**WORK TO BE COMPLETED:**
Transcribe the material verbatim in full; the pictures do not belong in the copy.

**INFORMATION GIVEN:**
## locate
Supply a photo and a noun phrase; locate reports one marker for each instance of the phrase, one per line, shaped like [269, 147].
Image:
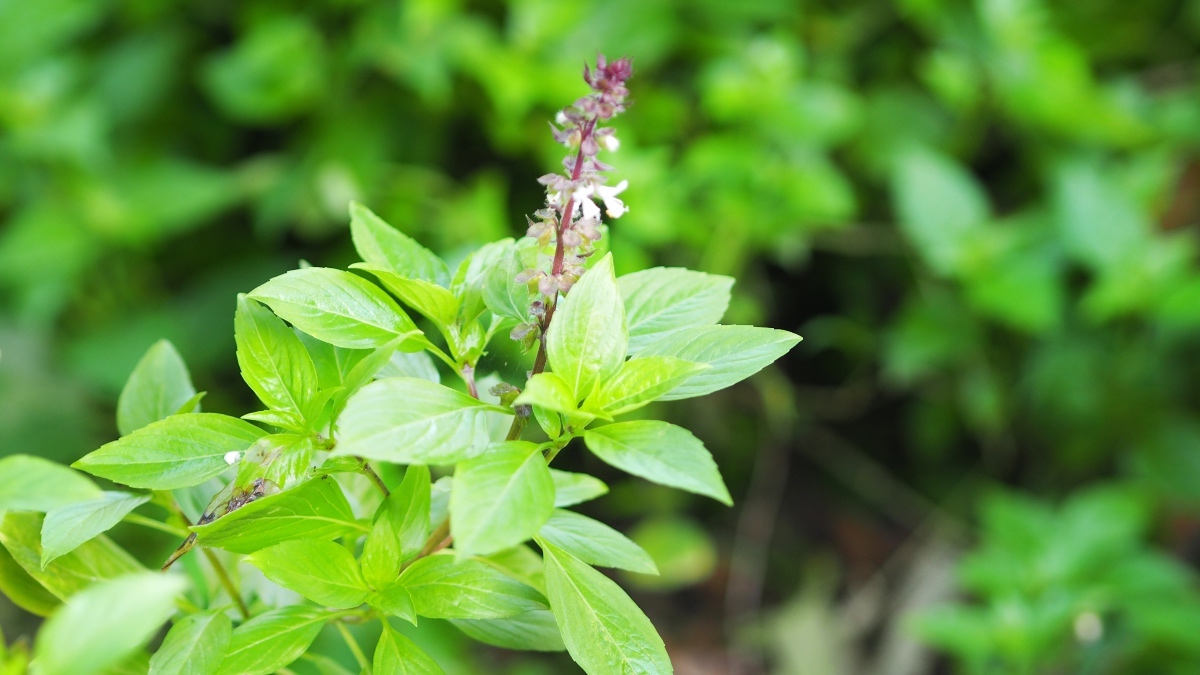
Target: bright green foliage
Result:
[178, 452]
[603, 628]
[659, 452]
[29, 483]
[588, 340]
[159, 387]
[195, 645]
[67, 526]
[501, 499]
[396, 655]
[299, 506]
[443, 587]
[271, 640]
[133, 608]
[321, 571]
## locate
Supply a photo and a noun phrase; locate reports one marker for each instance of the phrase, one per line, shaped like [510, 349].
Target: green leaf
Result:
[587, 340]
[31, 483]
[661, 299]
[468, 280]
[550, 392]
[23, 590]
[400, 529]
[273, 639]
[178, 452]
[502, 292]
[64, 577]
[469, 589]
[431, 300]
[395, 601]
[531, 631]
[411, 364]
[107, 622]
[273, 360]
[321, 571]
[283, 459]
[337, 308]
[603, 628]
[66, 527]
[571, 489]
[383, 245]
[659, 452]
[157, 387]
[396, 655]
[595, 543]
[940, 205]
[195, 645]
[316, 509]
[499, 499]
[735, 352]
[641, 381]
[412, 420]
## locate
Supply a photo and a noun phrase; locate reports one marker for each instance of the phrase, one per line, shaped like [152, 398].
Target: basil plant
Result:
[474, 525]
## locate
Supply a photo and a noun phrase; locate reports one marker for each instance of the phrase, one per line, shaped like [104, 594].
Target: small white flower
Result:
[613, 207]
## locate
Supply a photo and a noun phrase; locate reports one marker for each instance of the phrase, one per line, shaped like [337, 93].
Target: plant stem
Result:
[231, 587]
[155, 525]
[354, 647]
[375, 477]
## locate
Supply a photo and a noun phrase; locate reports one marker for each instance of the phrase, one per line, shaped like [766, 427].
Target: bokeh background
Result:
[982, 216]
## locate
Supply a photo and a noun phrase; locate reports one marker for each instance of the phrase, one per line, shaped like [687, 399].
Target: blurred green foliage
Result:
[984, 213]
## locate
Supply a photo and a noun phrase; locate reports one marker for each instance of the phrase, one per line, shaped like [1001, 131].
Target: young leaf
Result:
[273, 360]
[157, 387]
[383, 245]
[411, 420]
[178, 452]
[468, 280]
[195, 645]
[316, 509]
[571, 489]
[661, 300]
[395, 601]
[23, 590]
[603, 628]
[433, 302]
[595, 543]
[337, 308]
[31, 483]
[550, 392]
[587, 340]
[641, 381]
[531, 631]
[400, 529]
[469, 589]
[107, 622]
[499, 499]
[396, 655]
[66, 527]
[64, 577]
[659, 452]
[502, 292]
[411, 364]
[735, 352]
[321, 571]
[273, 639]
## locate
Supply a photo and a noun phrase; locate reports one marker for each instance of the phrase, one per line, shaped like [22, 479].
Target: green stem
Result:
[155, 525]
[375, 477]
[231, 587]
[354, 647]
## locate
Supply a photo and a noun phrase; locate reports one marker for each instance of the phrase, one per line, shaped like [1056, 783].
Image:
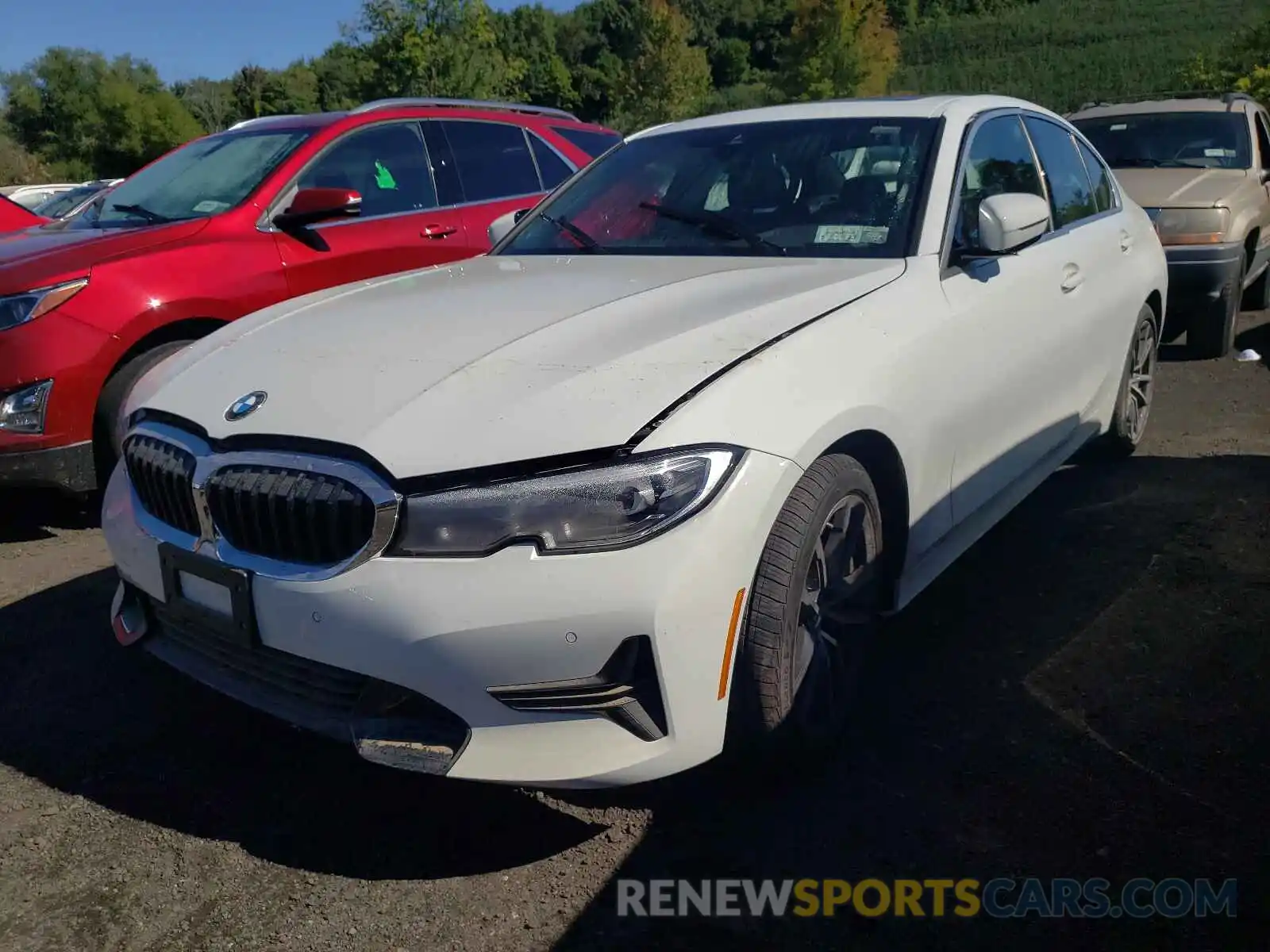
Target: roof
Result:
[309, 121]
[956, 108]
[1179, 105]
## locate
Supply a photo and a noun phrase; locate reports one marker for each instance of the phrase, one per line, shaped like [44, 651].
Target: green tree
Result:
[210, 102]
[346, 76]
[527, 35]
[86, 116]
[668, 78]
[437, 48]
[838, 48]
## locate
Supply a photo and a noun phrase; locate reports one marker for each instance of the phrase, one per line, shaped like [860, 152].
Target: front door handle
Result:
[1072, 278]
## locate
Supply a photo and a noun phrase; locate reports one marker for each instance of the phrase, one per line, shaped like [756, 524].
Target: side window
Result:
[999, 160]
[1071, 196]
[1263, 139]
[495, 160]
[387, 164]
[552, 167]
[1099, 177]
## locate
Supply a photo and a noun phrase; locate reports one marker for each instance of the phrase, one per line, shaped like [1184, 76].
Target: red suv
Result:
[233, 222]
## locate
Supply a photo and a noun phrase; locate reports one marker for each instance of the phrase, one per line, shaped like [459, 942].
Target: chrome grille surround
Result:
[213, 543]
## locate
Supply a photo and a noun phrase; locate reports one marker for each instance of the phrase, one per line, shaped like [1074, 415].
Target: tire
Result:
[1257, 296]
[1210, 332]
[107, 435]
[1137, 390]
[791, 689]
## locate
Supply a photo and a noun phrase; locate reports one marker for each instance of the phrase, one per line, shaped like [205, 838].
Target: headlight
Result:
[610, 507]
[1191, 226]
[25, 410]
[29, 305]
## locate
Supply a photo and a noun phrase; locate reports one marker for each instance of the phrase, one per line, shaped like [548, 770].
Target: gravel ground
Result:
[1083, 695]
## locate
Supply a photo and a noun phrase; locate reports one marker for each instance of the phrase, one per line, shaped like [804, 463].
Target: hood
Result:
[37, 257]
[13, 216]
[498, 359]
[1180, 188]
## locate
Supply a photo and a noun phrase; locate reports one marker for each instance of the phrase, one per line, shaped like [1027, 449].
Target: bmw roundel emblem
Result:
[245, 405]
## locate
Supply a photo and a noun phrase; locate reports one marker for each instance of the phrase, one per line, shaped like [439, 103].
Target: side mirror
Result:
[1011, 220]
[314, 205]
[503, 224]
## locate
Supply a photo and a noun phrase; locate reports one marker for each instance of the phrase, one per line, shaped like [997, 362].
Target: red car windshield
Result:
[203, 178]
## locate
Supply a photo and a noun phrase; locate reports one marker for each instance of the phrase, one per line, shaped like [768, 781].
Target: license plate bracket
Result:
[239, 626]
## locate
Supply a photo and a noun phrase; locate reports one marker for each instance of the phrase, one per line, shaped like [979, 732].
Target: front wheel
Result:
[814, 601]
[1210, 332]
[107, 427]
[1137, 389]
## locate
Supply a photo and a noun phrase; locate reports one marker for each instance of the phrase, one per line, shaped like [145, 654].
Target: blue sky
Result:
[183, 38]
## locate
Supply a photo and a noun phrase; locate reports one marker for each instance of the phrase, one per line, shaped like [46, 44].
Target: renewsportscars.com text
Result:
[999, 898]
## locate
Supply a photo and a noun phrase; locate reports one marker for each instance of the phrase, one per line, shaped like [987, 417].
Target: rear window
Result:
[1199, 140]
[594, 143]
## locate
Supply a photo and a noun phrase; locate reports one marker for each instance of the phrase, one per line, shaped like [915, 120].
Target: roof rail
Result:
[244, 124]
[1214, 94]
[464, 105]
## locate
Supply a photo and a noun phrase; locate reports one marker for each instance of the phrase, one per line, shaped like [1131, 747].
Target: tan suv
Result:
[1200, 168]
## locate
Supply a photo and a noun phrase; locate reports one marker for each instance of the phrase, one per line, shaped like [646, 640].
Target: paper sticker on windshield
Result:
[838, 234]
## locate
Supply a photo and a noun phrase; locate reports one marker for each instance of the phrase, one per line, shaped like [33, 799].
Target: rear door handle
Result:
[1072, 278]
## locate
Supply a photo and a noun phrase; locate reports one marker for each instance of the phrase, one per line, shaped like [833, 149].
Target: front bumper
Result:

**WRITTEN RESPONSE:**
## locate
Supply a photo and a noun phrase; locate reports one marker for each instance of the phrase, one per line, shaped like [269, 147].
Image:
Target: bright green foliage
Result:
[178, 452]
[603, 628]
[659, 452]
[29, 483]
[588, 340]
[159, 387]
[195, 645]
[67, 526]
[501, 499]
[396, 655]
[299, 506]
[443, 587]
[271, 640]
[133, 608]
[321, 571]
## locate
Supply a photo and a noun phrase; locate reports one marker for each instance of the phrase, one per line, shaped like [510, 349].
Target: green leaf
Result:
[587, 340]
[31, 483]
[661, 299]
[468, 280]
[550, 392]
[23, 590]
[400, 529]
[273, 639]
[178, 452]
[502, 292]
[64, 577]
[469, 589]
[431, 300]
[395, 601]
[531, 631]
[411, 364]
[107, 622]
[273, 360]
[321, 571]
[283, 459]
[337, 308]
[603, 628]
[66, 527]
[571, 489]
[383, 245]
[659, 452]
[157, 387]
[396, 655]
[595, 543]
[940, 205]
[195, 645]
[316, 509]
[499, 499]
[735, 352]
[641, 381]
[412, 420]
## locate
Supply a photo and a noun phrase; locate reports one marker for each instance of the phrase, one per line, shaped like [152, 398].
Target: basil plant
Result:
[474, 525]
## locate
Supply a photo and a noun phrase; locate reports one marker for each instance of the phrase, one per line, shaped like [104, 594].
Target: small white flower
Result:
[613, 207]
## locate
Supply a photo and a noun phrase; locate reports one marker for each instance of the phrase, one per line, shaped like [337, 93].
Target: plant stem
Result:
[231, 587]
[155, 525]
[354, 647]
[375, 477]
## locate
Supply a photo and a noun phrase; locate reports one marker for each instance of the phrase, one per line, shaped like [766, 427].
Target: bokeh background
Result:
[982, 216]
## locate
Supply a photo and a noun phrase; locate reports one marker for each instance of the phrase, one per line, shaped like [687, 399].
Target: blurred green foliage
Result:
[984, 213]
## locate
Supply a photo and a noun phrase; locate reports one marker for each instance of the phrase, one per line, shaped like [1001, 131].
Target: young leaf
Result:
[273, 360]
[157, 387]
[383, 245]
[411, 420]
[178, 452]
[468, 280]
[195, 645]
[316, 509]
[571, 489]
[661, 300]
[395, 601]
[23, 590]
[603, 628]
[433, 302]
[595, 543]
[337, 308]
[31, 483]
[550, 392]
[587, 340]
[641, 381]
[531, 631]
[400, 529]
[469, 589]
[107, 622]
[499, 499]
[396, 655]
[66, 527]
[64, 577]
[659, 452]
[502, 292]
[411, 364]
[735, 352]
[321, 571]
[273, 639]
## locate
Supply a photo and a noun phrase; locate reports one marker for each instance of the phrase, one per line, shaped like [22, 479].
Target: green stem
Result:
[155, 525]
[375, 477]
[231, 587]
[354, 647]
## locate
Supply a photo and a noun phrase; locate reports one marker for each instance of the phrase, one per line, shaped like [1056, 783].
Image:
Target: roof
Result:
[309, 121]
[956, 108]
[1179, 105]
## locate
Supply a photo and a noun phrase; locate reports one marker for each instance of the phrase, one per line, shaped like [44, 651].
Target: green tree
Result:
[210, 102]
[346, 76]
[527, 35]
[86, 116]
[668, 78]
[437, 48]
[838, 48]
## locate
Supply a photo and a noun phrase; locate reports one marker for each instance of the phrase, one per line, shaped like [860, 152].
Target: front door handle
Result:
[1072, 278]
## locate
Supply a photo and a noun phrase; locate reports one marker for each instance of the phrase, one per line, shaped like [756, 524].
Target: side window
Result:
[999, 160]
[1071, 196]
[1263, 139]
[495, 160]
[387, 164]
[552, 167]
[1099, 177]
## locate
Supply a photo and a noun phrase; locate reports one marker for each instance of the phrase, one per line, shaped like [1184, 76].
Target: red suv
Result:
[233, 222]
## locate
Supply a photo and a noun phrase; locate reports one marker for each instance of the phrase, one per line, shaped like [459, 942].
Target: chrome grille surround
Result:
[213, 543]
## locate
Supply a photo and a noun phrase; locate reports one marker for each instance of the phrase, one per line, shaped like [1074, 415].
Target: tire
Result:
[1257, 296]
[1210, 332]
[107, 435]
[1137, 390]
[791, 689]
## locate
Supply a photo and a noun phrase; locate reports one marker for each instance of the phrase, one per line, shaped like [205, 838].
Target: headlight
Result:
[610, 507]
[1191, 226]
[25, 410]
[29, 305]
## locate
Supply a photo and a noun phrase; locate reports one marker for each instance of the phrase, one per line, shaped like [548, 770].
Target: gravel ground
Result:
[1083, 695]
## locate
Supply a photo and a noun phrase; locate reports one marker for each instance of the phrase, one per line, shaped like [804, 463].
Target: hood
Result:
[37, 257]
[13, 216]
[498, 359]
[1180, 188]
## locate
Supply a photo and a noun phrase; locate reports one marker for each instance of the phrase, one per line, shaped like [1027, 449].
Target: bmw roundel emblem
Result:
[245, 405]
## locate
Supply a photo and a noun phrase; locate reports one marker for each instance of the phrase, one per line, shaped like [439, 103].
Target: side mirror
Result:
[1011, 220]
[314, 205]
[503, 224]
## locate
Supply a photo and a noun phrase; locate reports one marker for each instance of the phrase, one per line, shaped like [997, 362].
Target: red car windshield
Result:
[203, 178]
## locate
Supply a photo and a noun phrase; locate reports one marker for each instance of the phrase, one per line, shaped like [768, 781].
Target: license plate bracket
Result:
[239, 626]
## locate
Supply a photo and a noun phrase; locate reports one marker for each instance of the phrase, one per line, shaped like [979, 732].
Target: front wheel
Result:
[814, 601]
[1210, 332]
[107, 427]
[1137, 389]
## locate
Supply a photo and a noun phrase; locate reports one marker for each instance of the phrase, one per line, shaped like [145, 654].
Target: blue sky
Result:
[183, 38]
## locate
Supply a photo and a noun phrase; locate reports one marker for each instance of the phrase, one per line, shaped like [46, 44].
Target: renewsportscars.com text
Result:
[999, 898]
## locate
Supply a photo and a noun phrase; locate reports one marker for each instance of the phrase, one per line, shaped like [987, 417].
Target: rear window
Result:
[1199, 140]
[594, 143]
## locate
Supply a photo and a noun phrase; locate reports one marker for each instance of the phrase, one per line, shaped like [915, 120].
Target: roof rail
Result:
[244, 124]
[1214, 94]
[464, 105]
## locate
Supply a photo and a noun phrase; locate reports one marker for each instance of the phrase, one per line, shaped like [1131, 747].
Target: tan suv
Result:
[1200, 168]
## locate
Supply a photo and a noun phrase; locate reports one marker for each instance of the phrase, one per line, shaped like [646, 640].
Target: paper sticker on windshield
Result:
[838, 234]
## locate
Supply a photo and a noun phrase; locate reports one marker for each instance of the phrase, one per line, shaped like [33, 799].
Target: rear door handle
Result:
[1072, 278]
## locate
Supply a photo and a noun phrase; locate reports one marker for each instance of the phrase, one per line, shaped like [833, 149].
Target: front bumper
Result:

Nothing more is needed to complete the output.